-- Required work --
The response must consist of the complete listing below, reproduced without alteration.

==== The data ====

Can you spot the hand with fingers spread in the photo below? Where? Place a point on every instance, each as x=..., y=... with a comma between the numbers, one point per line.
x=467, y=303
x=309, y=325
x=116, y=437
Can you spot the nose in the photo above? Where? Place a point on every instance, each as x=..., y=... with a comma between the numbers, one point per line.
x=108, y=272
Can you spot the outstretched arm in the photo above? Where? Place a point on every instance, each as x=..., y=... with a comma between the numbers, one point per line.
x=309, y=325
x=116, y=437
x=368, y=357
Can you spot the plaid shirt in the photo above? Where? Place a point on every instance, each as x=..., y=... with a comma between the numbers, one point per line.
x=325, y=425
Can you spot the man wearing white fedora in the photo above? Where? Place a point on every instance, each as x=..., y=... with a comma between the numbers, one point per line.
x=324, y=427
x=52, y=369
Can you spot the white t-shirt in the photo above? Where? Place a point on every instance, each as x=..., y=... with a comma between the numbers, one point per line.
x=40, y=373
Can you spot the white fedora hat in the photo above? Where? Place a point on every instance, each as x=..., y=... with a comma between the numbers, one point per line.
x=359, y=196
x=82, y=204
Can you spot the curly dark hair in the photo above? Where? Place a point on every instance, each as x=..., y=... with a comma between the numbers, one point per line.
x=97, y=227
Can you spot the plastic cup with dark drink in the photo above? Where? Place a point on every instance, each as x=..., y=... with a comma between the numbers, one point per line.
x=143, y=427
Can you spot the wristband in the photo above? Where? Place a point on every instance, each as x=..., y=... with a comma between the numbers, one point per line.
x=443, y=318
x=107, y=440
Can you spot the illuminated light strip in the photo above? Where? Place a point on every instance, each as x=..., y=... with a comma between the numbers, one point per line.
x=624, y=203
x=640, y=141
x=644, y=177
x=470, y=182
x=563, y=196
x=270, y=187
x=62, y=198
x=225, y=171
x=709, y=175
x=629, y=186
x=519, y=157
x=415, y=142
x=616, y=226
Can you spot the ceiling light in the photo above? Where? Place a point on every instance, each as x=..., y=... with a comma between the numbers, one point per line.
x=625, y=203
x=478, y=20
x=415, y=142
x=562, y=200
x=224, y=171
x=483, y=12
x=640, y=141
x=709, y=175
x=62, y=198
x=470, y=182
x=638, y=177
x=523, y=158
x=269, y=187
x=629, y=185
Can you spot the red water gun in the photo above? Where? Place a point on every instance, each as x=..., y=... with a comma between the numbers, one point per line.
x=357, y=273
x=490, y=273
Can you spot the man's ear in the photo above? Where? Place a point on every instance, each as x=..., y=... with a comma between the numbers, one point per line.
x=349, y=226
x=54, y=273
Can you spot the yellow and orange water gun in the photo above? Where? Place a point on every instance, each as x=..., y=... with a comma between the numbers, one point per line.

====

-- Answer below --
Can you spot the hand with fingers spread in the photo below? Where? Place a point on every instance, each as x=..., y=... with a comma between the numbers, one point per line.
x=467, y=303
x=309, y=325
x=116, y=437
Can you spot the nose in the photo above? Where? Place a point on every instance, each as x=..., y=... with a comma between the numbers, one point per line.
x=108, y=272
Can you spot the outstretched arm in the photo above? Where? Place a point on every instance, each as x=..., y=... with a comma between the numbers, one point per line.
x=309, y=325
x=116, y=437
x=368, y=357
Can you spot the plaid shirt in the photo above? Where? Place a point on every instance, each as x=..., y=... with a comma between the numbers, one point per line.
x=325, y=425
Can you spot the man wearing white fedora in the photo above? Where? Place a point on every instance, each as x=..., y=... with a comma between the numbers, one point per line.
x=324, y=427
x=52, y=369
Can you spot the white t-shirt in the photo above? Where? Place a point on every instance, each as x=..., y=... with a comma between the numbers, one point per line.
x=40, y=373
Can you spot the white fedora hat in the photo above? Where? Place a point on every instance, each as x=..., y=... with a comma between the numbers, one point per line.
x=359, y=196
x=82, y=204
Can you spot the curly dark hair in the photo above? Where? Place a point on every instance, each as x=..., y=... with a comma between the numbers, one point per line.
x=97, y=227
Can you spot the plastic cup with dark drink in the photo above? Where? Place a point on every instance, each as x=..., y=... with a comma between the numbers, one point per line.
x=143, y=427
Can you spot the wristband in the photo above? Where? Place a point on every instance, each as x=..., y=... with a comma between the numbers, one point per line.
x=443, y=318
x=107, y=440
Can you spot the illuminated light strip in the photo above? Where? Place a point on every instance, each as x=..., y=... with a comma between the numbers, one point per line.
x=624, y=203
x=640, y=141
x=644, y=177
x=470, y=182
x=563, y=196
x=270, y=187
x=62, y=198
x=225, y=171
x=709, y=175
x=629, y=186
x=519, y=157
x=415, y=142
x=616, y=226
Can you spot the ceiling light in the photo above? Where? Place a point on every instance, each as x=..., y=... with a comma between the numbers, one point per line.
x=625, y=203
x=478, y=20
x=415, y=142
x=562, y=200
x=224, y=171
x=483, y=12
x=640, y=141
x=709, y=175
x=62, y=198
x=470, y=182
x=638, y=177
x=523, y=158
x=269, y=187
x=629, y=185
Can you spot the red water gun in the photo above? Where? Place a point on every instance, each as x=..., y=... with a comma between the numbers, one point per line.
x=357, y=273
x=490, y=273
Can you spot the man's ear in the photo above? Where? Place a point on every instance, each as x=..., y=... with a comma between the numbers, one point per line.
x=349, y=226
x=54, y=273
Can you spot the yellow and orange water gun in the photo above? Where? Place a point on every instance, each as x=..., y=... with a comma between the numbers, one point per line.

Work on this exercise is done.